__GIVEN DATA__.
::::
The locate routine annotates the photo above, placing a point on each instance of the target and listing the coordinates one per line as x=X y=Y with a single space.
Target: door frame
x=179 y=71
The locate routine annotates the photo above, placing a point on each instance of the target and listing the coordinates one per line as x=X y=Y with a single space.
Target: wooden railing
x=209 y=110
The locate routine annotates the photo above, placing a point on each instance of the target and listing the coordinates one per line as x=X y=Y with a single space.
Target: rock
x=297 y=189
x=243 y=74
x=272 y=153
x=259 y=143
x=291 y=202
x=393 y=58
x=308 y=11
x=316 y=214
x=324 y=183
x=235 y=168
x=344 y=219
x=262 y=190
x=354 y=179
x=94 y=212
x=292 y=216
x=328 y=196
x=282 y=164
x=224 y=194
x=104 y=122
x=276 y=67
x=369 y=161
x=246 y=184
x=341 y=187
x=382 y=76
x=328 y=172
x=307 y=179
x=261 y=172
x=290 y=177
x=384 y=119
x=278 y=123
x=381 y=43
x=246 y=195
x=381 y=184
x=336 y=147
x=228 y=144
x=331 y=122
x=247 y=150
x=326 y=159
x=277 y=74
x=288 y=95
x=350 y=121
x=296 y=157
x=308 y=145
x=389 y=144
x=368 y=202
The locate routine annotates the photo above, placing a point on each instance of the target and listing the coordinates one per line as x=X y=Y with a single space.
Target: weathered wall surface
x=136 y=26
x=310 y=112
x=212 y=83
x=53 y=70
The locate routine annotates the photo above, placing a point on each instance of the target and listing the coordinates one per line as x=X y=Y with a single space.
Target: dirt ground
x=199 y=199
::::
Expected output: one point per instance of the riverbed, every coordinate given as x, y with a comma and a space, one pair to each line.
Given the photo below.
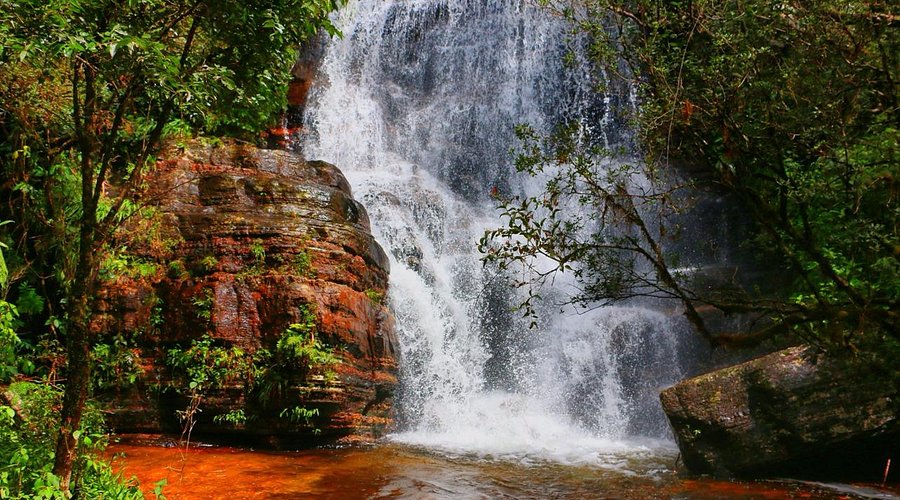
::::
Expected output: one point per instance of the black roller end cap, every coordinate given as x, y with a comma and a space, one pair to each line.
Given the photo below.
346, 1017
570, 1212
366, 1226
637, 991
::::
Tally the lines of the material above that contain the string "every", treating case as significant, and reply with the number alone.

__SOLUTION TO THIS EXERCISE__.
2